• [EXERCISE INSTRUCTIONS] Continue the news report on extreme heat and cardiovascular deaths in Kuwait, starting right after its last sentence.

New York, Mar 30 (IANS): New research has claimed that when temperatures reach extremes of an average daily temperature of 42.7 degrees Celsius, the number of deaths from cardiovascular disease may double or triple.
Given the consistently high temperatures in Kuwait (average ambient temperature 27.8 degrees Celsius), researchers examined the relationship between temperature and more than 15,000 cardiovascular-related deaths in the country.
The highest temperature on earth in the last 76 years, 53.8 degrees Celsius, was recently recorded in Kuwait.
"While cardiologists and other medical doctors have rightly focused on traditional risk factors, such as diet, blood pressure and tobacco use, climate change may exacerbate the burden of cardiovascular mortality, especially in very hot regions of the world," said Barrak Alahmad, a mission scholar from Kuwait University and a PhD candidate at Harvard University in the US.
According to the researchers, all death certificates in Kuwait from 2010 to 2016 that cited "any cardiovascular cause" for individuals ages 15 and older were reviewed for the study, published in the Circulation: Journal of the American Heart Association.
Compared to the number of deaths on days with the lowest mortality temperature (average daily temperature of 34.7 degrees Celsius, when the fewest people died), when the 24-hour average temperature was extreme (42.7 degrees Celsius or higher), the researchers found overall, a three-times greater risk of dying from any cardiovascular cause.

• [RAW DATA]
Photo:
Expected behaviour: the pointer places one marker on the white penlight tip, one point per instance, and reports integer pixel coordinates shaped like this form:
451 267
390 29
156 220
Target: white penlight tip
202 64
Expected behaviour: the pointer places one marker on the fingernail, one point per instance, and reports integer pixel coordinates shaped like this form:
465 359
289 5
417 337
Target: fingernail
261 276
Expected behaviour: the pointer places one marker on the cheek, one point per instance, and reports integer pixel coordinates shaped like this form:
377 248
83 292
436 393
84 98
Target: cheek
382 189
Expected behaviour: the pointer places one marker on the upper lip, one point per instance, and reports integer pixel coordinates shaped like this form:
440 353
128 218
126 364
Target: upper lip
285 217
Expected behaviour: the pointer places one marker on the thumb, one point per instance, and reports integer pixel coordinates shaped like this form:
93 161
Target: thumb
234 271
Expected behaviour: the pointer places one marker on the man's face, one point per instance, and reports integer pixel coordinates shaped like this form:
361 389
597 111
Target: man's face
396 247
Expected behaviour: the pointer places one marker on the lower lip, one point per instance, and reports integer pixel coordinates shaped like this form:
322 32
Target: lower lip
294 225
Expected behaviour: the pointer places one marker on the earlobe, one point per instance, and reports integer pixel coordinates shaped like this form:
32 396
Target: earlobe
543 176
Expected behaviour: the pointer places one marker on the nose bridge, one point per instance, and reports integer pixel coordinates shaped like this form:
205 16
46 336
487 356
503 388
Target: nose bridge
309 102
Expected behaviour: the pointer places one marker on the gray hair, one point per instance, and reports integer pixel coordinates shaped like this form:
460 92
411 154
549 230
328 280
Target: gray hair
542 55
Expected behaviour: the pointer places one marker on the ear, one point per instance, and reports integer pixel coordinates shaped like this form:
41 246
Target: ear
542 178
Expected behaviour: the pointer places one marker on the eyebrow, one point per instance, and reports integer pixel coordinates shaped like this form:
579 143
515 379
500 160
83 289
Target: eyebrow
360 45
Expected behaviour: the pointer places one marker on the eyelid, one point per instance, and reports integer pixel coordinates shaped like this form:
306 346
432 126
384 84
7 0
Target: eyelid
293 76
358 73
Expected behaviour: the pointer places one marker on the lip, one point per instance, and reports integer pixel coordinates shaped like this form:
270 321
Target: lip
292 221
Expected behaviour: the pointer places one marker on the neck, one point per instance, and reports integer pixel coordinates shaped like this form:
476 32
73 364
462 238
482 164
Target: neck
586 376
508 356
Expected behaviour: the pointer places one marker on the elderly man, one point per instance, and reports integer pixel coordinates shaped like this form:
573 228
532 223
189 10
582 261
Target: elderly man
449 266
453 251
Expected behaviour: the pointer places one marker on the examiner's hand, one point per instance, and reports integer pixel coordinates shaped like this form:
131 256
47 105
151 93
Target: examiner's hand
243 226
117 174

• [ANSWER TO THE EXERCISE]
Men were more affected by the extreme temperatures -- experiencing a 3.5 times higher death rate and the death rate among women was nearly 2.5 higher.
The working-age people (ages 15-64 years) had a death rate 3.8 times higher and the death rate was just over two-times higher for people 65 and older.
According to the researchers, when core body temperature increases, the human body tries to cool itself by shifting blood from the organs to underneath the skin. This shift causes the heart to pump more blood, putting it under significantly more stress.
A collaborative group of cardiologists, environmental health specialists and epidemiologists hypothesised that increasing temperatures in hotter regions of the world could lead to increased CVD death due to extreme heat's effects on the body.